### [Written task]
Word for word, repeat the lines of the records from the one containing "Point out the person's leg, providing" through the last line, both included.

### [Exercise materials]
====

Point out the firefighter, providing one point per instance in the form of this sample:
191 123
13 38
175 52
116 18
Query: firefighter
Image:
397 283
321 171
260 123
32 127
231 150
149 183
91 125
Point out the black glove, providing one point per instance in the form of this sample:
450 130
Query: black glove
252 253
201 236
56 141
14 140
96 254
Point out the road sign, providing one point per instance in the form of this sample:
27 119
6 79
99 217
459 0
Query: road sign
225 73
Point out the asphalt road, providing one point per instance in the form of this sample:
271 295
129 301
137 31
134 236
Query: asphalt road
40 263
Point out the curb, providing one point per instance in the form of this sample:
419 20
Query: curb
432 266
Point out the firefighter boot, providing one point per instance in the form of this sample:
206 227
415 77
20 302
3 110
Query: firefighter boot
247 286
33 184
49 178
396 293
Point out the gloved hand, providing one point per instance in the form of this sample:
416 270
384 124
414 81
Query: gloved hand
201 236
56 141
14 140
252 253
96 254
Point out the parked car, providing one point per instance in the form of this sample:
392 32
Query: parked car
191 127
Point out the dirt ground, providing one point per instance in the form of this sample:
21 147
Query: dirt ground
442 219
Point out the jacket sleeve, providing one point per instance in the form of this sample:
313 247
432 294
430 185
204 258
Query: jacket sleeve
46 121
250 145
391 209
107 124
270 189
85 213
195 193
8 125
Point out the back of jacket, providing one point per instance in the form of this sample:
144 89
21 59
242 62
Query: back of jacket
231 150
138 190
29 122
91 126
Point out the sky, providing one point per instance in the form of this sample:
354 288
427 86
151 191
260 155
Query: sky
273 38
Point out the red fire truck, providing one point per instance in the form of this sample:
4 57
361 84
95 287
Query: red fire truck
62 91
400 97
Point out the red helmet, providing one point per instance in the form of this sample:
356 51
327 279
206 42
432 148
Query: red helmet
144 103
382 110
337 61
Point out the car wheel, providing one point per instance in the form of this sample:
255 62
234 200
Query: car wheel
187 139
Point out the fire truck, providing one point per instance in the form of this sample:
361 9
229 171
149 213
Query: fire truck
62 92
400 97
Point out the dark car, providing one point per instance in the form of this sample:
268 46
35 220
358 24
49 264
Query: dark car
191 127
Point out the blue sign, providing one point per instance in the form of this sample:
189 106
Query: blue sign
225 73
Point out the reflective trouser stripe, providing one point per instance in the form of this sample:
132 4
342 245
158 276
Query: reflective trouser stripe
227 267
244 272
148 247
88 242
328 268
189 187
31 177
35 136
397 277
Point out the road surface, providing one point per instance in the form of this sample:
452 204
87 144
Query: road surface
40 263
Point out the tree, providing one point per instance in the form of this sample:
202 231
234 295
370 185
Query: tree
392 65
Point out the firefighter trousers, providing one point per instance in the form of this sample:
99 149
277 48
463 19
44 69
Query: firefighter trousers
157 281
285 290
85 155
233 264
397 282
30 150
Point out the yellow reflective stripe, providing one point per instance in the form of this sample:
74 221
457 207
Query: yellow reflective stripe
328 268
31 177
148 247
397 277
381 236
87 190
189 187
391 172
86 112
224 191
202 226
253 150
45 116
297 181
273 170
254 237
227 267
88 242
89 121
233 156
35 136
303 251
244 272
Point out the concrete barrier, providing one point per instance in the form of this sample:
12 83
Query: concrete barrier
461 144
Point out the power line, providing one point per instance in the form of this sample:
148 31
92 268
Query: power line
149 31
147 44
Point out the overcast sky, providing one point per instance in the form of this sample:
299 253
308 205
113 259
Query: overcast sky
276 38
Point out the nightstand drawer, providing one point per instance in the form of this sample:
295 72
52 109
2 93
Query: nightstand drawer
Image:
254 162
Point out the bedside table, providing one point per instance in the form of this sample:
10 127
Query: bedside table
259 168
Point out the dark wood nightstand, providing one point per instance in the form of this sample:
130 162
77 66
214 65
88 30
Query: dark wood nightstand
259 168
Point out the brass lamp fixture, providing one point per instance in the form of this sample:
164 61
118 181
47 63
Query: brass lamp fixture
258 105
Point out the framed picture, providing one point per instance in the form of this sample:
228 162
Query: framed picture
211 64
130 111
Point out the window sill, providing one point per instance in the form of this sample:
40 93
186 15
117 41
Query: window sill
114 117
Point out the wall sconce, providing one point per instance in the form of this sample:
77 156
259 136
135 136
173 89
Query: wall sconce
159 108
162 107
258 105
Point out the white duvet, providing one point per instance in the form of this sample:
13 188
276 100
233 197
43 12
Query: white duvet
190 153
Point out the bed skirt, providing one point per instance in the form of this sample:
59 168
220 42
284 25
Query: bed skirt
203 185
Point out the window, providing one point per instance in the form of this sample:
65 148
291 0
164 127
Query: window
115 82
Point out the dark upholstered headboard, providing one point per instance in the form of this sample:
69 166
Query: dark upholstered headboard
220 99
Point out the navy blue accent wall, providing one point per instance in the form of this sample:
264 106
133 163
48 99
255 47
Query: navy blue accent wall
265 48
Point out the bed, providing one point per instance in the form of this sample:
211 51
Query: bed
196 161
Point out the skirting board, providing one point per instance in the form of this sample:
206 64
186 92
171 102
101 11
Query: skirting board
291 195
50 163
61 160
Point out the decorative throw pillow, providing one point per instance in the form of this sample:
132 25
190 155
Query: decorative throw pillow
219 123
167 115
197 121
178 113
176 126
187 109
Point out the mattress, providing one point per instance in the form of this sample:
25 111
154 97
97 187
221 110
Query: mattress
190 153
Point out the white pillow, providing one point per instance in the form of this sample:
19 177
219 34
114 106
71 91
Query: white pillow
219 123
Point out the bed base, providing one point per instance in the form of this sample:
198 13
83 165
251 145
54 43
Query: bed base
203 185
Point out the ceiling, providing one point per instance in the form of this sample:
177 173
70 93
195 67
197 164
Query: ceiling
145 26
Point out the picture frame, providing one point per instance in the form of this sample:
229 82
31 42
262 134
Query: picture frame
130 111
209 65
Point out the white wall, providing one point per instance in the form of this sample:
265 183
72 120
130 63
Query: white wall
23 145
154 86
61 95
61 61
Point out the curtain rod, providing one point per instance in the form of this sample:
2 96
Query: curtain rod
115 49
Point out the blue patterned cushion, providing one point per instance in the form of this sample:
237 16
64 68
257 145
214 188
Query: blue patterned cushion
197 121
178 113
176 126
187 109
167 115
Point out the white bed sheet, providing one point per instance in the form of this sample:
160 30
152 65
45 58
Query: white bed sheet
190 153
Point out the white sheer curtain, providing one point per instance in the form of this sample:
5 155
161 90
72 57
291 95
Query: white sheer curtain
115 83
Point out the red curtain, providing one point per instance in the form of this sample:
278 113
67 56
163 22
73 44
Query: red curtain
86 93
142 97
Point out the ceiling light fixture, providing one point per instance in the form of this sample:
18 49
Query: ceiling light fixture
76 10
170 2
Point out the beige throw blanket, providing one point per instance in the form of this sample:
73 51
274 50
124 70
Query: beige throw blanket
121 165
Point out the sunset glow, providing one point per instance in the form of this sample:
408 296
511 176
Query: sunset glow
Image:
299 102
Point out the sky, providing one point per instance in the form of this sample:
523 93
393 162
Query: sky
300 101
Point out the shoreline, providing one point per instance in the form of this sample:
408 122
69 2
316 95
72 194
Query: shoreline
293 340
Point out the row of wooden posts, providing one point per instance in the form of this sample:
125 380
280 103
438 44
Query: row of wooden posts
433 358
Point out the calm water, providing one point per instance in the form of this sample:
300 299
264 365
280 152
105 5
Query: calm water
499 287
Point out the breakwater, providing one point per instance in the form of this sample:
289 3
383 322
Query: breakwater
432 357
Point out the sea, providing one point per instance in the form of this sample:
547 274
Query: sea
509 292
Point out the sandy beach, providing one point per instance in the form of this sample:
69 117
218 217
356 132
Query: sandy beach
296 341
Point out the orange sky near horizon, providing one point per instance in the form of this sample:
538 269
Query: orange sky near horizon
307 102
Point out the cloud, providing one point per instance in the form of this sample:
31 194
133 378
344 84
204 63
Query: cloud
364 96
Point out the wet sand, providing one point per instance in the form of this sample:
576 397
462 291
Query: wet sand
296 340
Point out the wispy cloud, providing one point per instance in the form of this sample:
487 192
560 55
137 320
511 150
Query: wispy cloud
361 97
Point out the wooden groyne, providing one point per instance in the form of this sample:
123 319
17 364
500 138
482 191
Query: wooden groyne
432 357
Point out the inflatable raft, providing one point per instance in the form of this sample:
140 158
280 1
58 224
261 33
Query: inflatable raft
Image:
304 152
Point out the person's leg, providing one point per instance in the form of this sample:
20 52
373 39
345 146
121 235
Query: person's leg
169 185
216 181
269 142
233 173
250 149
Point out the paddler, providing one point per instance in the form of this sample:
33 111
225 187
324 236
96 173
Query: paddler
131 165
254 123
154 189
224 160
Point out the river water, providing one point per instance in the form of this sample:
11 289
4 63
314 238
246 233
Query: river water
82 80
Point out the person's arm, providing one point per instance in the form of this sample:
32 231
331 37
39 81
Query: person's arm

====

### [Answer for the task]
Point out the person's leg, providing one point per instance in the form of this sample:
20 52
373 39
345 146
121 235
Query: person's leg
169 185
216 181
269 142
233 173
250 149
Point out the paddler, providing one point per instance in the form of this sample:
33 111
225 187
324 236
96 173
Query: paddler
131 165
254 123
154 189
224 160
Point out the river water, providing one point per instance in the form of this sample:
11 289
4 63
314 238
246 233
Query: river water
82 80
Point out the person's arm, providing one point per instance in the form of this sample:
32 231
331 37
39 81
Query: person's arm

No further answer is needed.